_Your objective_. Return verbatim the entries below, starting at the line that contains "Exercise. Mark the grass" and continuing through the last line of the entries.

Dataset excerpts on object pointing
★ ★ ★ ★ ★
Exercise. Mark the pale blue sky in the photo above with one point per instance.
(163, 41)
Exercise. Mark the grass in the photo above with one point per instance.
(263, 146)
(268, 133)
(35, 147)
★ ★ ★ ★ ★
_Task solution_.
Exercise. Mark the grass in the photo above with one point per instance.
(263, 146)
(268, 133)
(35, 147)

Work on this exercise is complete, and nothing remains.